• WORK TO DO:
A) Reproduce everything from "Small Engines (Lawn" down to "ALL this Varnish." in the carburetor text, swapping "log splitter" for "wood splitter".
B) Answer these questions from the carburetor text:
(i) On what piece of equipment is the engine mounted?
(ii) Why does the main nozzle not need to be removed?
(iii) How long should the carburetor body and parts soak in the cleaner?

## start TEXT PASSAGE

Small Engines (Lawn Mowers, etc.): JD317 Mower, carburetor body, zama carburetors


Question
QUESTION: This engine is on your log splitter.  We can get it started but it will not stay running. We have cleaned everything we can and it still does not stay running.

ANSWER: Hello Mark:

>>Did you Soak the Carburetor or Use Spray Cleaners?
>>The Following is a Basic File I Made for Cleaning Carburetors. Any Input is Appreciated. Even though the Carburetor Looks Clean, the Internal Passages May be Restricted with Varnish that Gas Causes to Build Up over Time.
>>Spray Cleaners Remove this Varnish in Layers, so Soaking is the Only Sure Way to Remove ALL this Varnish.  
>>I have Found that Most People can Use a Breakdown/IPL and Disassemble the Carburetor Enough for Proper Cleaning.
>>You Only have to Remove the Bowl (if Applicable), Float Pin (if Applicable), Float (if Applicable), Needle Valve.
Remove Any Adjustment Screws that Go Into the Carburetor Body. The Welsh Plugs Do Not have to be Removed.
>>If you are Able to Remove and Disassemble the Carburetor and Keep the Gaskets Intact, then Usually these Gaskets can be Reused. The Only Parts you May Need to Replace is the Needle Valve.
>>The Float Needle Usually is Not Replaced Unless it is Not Operating Properly (the gas flow not shutting off and the carburetor is Flooding). Do Not Remove the Main Nozzle. This is a Pressed Fit and Removal is Not Required for Cleaning. Soaking and Blowing the Carburetor Out After Soaking will Clean the Nozzle.
>>Once Disassembled, then Soak the Carburetor Body and Parts in a 1 Gallon Can of Gunk Carburetor Cleaner Overnight. The Can has a Parts Tray Inside it for the Small Parts.

## end TEXT PASSAGE
## start RECORDS SUPPLIED

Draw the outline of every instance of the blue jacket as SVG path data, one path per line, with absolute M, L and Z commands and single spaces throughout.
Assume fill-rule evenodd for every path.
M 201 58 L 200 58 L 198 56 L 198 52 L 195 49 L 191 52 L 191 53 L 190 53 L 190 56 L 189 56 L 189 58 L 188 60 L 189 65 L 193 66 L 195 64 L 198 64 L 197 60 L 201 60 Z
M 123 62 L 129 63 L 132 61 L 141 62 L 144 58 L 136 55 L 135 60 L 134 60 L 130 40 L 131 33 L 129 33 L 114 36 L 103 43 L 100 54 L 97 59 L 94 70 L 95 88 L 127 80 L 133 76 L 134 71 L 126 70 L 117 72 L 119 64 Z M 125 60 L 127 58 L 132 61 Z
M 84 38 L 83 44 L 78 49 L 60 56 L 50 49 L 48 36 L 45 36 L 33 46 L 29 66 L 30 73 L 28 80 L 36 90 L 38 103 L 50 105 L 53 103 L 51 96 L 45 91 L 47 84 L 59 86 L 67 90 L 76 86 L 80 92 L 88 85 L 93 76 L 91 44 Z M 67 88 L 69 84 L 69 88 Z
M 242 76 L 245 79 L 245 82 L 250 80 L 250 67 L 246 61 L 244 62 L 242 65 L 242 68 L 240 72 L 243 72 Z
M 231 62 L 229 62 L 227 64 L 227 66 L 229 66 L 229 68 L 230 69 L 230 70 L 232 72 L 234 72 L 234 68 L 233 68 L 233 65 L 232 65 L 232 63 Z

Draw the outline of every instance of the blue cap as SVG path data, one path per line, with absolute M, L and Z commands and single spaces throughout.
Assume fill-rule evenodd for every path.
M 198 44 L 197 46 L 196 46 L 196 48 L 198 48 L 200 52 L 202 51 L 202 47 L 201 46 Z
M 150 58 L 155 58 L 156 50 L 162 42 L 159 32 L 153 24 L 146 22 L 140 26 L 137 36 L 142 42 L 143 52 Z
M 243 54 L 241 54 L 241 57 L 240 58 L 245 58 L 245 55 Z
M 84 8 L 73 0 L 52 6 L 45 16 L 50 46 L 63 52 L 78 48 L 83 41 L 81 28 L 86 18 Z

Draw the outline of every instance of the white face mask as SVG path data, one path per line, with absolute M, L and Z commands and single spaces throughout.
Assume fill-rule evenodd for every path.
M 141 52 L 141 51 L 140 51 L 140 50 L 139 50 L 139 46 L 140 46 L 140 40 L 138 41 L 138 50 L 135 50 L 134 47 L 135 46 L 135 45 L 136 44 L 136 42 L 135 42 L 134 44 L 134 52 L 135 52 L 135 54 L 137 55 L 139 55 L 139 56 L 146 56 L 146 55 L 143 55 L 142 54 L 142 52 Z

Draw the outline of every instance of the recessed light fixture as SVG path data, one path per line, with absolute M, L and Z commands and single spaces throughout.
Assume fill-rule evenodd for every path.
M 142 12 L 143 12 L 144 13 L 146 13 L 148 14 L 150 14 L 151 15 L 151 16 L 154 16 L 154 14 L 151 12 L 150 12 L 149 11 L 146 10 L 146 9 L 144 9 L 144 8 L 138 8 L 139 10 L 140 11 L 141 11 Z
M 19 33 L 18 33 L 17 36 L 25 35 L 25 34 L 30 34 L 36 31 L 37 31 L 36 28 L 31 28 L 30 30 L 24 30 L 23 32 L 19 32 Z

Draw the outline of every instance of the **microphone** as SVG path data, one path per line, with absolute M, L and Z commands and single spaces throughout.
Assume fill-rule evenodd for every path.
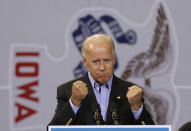
M 109 109 L 114 125 L 119 125 L 119 114 L 117 113 L 117 104 L 115 102 L 111 102 Z
M 93 103 L 91 105 L 91 109 L 94 115 L 94 119 L 96 121 L 96 125 L 103 125 L 103 118 L 101 115 L 101 109 L 98 103 Z

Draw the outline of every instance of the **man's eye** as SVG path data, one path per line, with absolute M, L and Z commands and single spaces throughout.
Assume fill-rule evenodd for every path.
M 99 60 L 93 60 L 92 62 L 93 62 L 93 63 L 98 63 L 98 62 L 99 62 Z

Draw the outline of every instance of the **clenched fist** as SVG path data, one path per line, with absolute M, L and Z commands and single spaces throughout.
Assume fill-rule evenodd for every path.
M 126 98 L 128 99 L 133 111 L 138 111 L 142 105 L 143 89 L 137 85 L 129 87 Z
M 73 105 L 79 106 L 87 94 L 88 88 L 86 87 L 86 83 L 80 80 L 73 83 L 71 96 Z

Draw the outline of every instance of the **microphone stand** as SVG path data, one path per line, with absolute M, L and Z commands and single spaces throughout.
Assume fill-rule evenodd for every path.
M 94 119 L 96 121 L 96 125 L 103 125 L 103 118 L 101 115 L 101 109 L 99 104 L 93 103 L 92 104 L 92 112 L 94 114 Z
M 117 104 L 115 102 L 110 104 L 110 112 L 114 125 L 119 125 L 119 114 L 117 113 Z

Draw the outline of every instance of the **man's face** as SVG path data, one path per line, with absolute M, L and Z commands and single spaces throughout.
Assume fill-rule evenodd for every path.
M 93 79 L 100 83 L 106 83 L 113 74 L 115 55 L 112 54 L 112 44 L 89 44 L 84 65 L 89 69 Z

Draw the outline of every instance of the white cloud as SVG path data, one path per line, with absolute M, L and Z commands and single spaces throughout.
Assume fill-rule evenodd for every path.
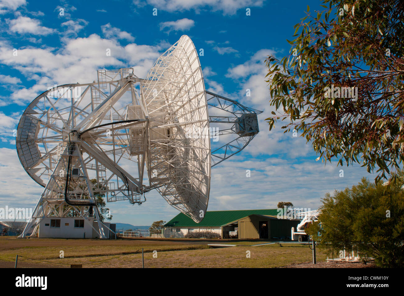
M 139 7 L 147 3 L 158 9 L 169 12 L 182 12 L 193 10 L 197 13 L 202 10 L 212 11 L 221 11 L 223 15 L 234 15 L 238 9 L 245 10 L 247 7 L 261 7 L 265 0 L 134 0 L 133 3 Z
M 212 69 L 212 67 L 206 67 L 204 68 L 202 70 L 204 77 L 207 77 L 208 76 L 214 76 L 217 75 L 217 73 L 214 71 Z
M 78 33 L 88 23 L 88 22 L 82 19 L 76 21 L 71 19 L 62 23 L 61 25 L 66 28 L 63 34 L 66 37 L 77 37 Z
M 30 102 L 55 84 L 61 85 L 92 81 L 97 70 L 132 67 L 139 77 L 146 76 L 166 44 L 155 46 L 131 43 L 123 46 L 116 40 L 96 34 L 88 37 L 65 38 L 61 48 L 29 46 L 19 49 L 13 56 L 12 44 L 0 41 L 0 63 L 18 70 L 24 77 L 35 81 L 32 86 L 15 90 L 1 105 Z M 111 50 L 111 56 L 106 55 Z
M 0 82 L 17 84 L 21 83 L 21 80 L 17 77 L 13 77 L 9 75 L 2 75 L 0 74 Z
M 195 22 L 193 20 L 187 18 L 177 19 L 175 21 L 165 21 L 160 23 L 160 31 L 162 31 L 167 27 L 168 28 L 167 33 L 172 31 L 188 31 L 195 24 Z
M 219 52 L 219 55 L 223 55 L 225 53 L 231 53 L 232 52 L 238 52 L 238 50 L 234 49 L 232 47 L 219 47 L 219 46 L 215 46 L 213 50 Z
M 15 11 L 20 6 L 27 4 L 25 0 L 0 0 L 0 14 L 9 10 Z
M 101 29 L 102 30 L 103 34 L 107 38 L 126 39 L 128 41 L 131 42 L 135 41 L 135 37 L 130 33 L 126 31 L 121 31 L 118 28 L 112 27 L 109 23 L 101 26 Z
M 15 19 L 7 20 L 7 22 L 10 31 L 20 34 L 46 36 L 52 34 L 55 31 L 53 29 L 40 25 L 40 22 L 38 20 L 27 17 L 20 16 Z

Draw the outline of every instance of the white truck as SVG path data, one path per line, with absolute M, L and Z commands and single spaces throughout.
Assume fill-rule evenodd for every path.
M 321 213 L 321 210 L 316 210 L 314 211 L 302 212 L 298 213 L 297 217 L 303 217 L 302 220 L 296 227 L 292 227 L 292 240 L 298 241 L 307 241 L 307 233 L 305 230 L 309 224 L 318 220 L 318 216 Z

## end RECORDS SUPPLIED

• SOLUTIONS TO THE EXERCISE:
A)
Small Engines (Lawn Mowers, etc.): JD317 Mower, carburetor body, zama carburetors


Question
QUESTION: This engine is on your wood splitter.  We can get it started but it will not stay running. We have cleaned everything we can and it still does not stay running.

ANSWER: Hello Mark:

>>Did you Soak the Carburetor or Use Spray Cleaners?
>>The Following is a Basic File I Made for Cleaning Carburetors. Any Input is Appreciated. Even though the Carburetor Looks Clean, the Internal Passages May be Restricted with Varnish that Gas Causes to Build Up over Time.
>>Spray Cleaners Remove this Varnish in Layers, so Soaking is the Only Sure Way to Remove ALL this Varnish.

B)
(i) A log splitter.
(ii) It is a pressed fit, and removal is not required for cleaning.
(iii) Overnight.